- **Aufgabenbeschreibung**:
Wie geht der Ausgangstext mit den Kommentaren zu einer Geschichte von schwarze Katze weiter? Schreiben Sie ihn im Anschluss an den letzten gezeigten Satz fort.

- **Ausgangstext**:
___
Hallo schwarze Katze,

ich kenne die Presentation (Trotz PC und Freunden) auch nicht. Fand die Geschichte gut. Besonders hat mir gefallen, wie du Frau Hutschnur beschrieben hast. Kann mir bildhaft vorstellen, wie sie in ihren Steifeln und dem übergroßen Hut durchs Büro schreitet.

Campari

 

Hallo!
Ich fand die Geschichte auch gut, hab sie auch nirgendswo gelesen oder gehört, bis jetzt.
Klar, die Idee an sich ist nicht nagelneu, aber du hast es gut umgesetzt, finde ich.
mfg Troka

 

Ok ich wollte ja wie gesagt nicht dein Werk an sich kritisieren, sondern nur die Idee an sich, aber wenn du es wirklich noch nicht kennst. Ich meine sowas passiert ja schon oft hier, dass Leute verschiedenste Geschichten als ihre Werke ausgeben, aber man denkt sich beim Lesen irgendwo hab ich das doch schon mal gehört, hab ich jedenfalls schon erlebt hier...

Wie gesagt, schließlich können ja auch mehrere Leute auf die gleiche Idee kommen, denn in dem Umfang, wie du die Geschichte geschrieben hast, kannte ich sie nicht...nur die Pointe halt....wenn ich dich grundlos angeprangert hat, sorry....

Umsetzung ist aber wirklich gut ;)

 

Hallo schwarzekatze,

meine Vorkritiker haben ja schon angemerkt, dass der Plot bekannt ist und insoweit keine Überraschung darstellt. So ging es mir auch, schon während des Lesens wurde mir klar, dass irgendwas nicht stimmen wird mit der Partnerwahl und das Ende war daher sehr vorhersehbar.
___
- **Datenabschnitt**:
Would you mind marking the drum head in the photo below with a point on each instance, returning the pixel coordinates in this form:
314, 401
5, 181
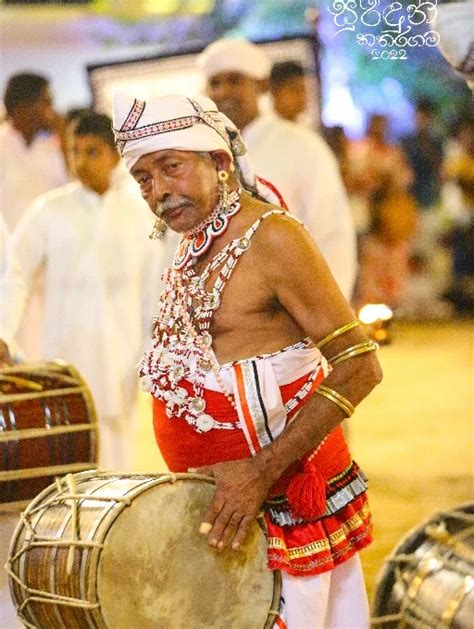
___
- **Antwort zur Aufgabe**:
Ein Plot, der darauf angelegt ist, eine Pointe am Ende und somit den sog. Aha-Effekt zum Schluß zu liefern, muss dann aber auch den Leser so lange am Ball halten, dass er bis zum Ende nicht ahnt, was auf ihn zukommt.
Das ist dir leider bei dieser Geschichte nicht gelungen.

Die Umsetzung selbst, da gehe ich mit den anderen gerne konform, ist wiederum schön zulesen, dein Schreibstil ist flott und sehr anschaulich und deswegen hab ichs gerne gelesen.
Zur Frage, deren Beantwortung ich dir auf jeden Fall nicht vorenthalten werde, ob es in meinem Augen eine Satire ist, möchte ich sagen, dass ich den Plot schon für satirisch halte. Was mir für die Eigenschaft einer guten Satire allerdings fehlt, ist eine noch heftigere Bissigkeit und noch mehr Überzeichnung. Du hast die Protagonistin ja schon etwas schräg dargestellt, ich glaube sie hätte noch ein Kilo exzentrischer sein dürfen, man hätte über sie noch mehr schmunzeln dürfen.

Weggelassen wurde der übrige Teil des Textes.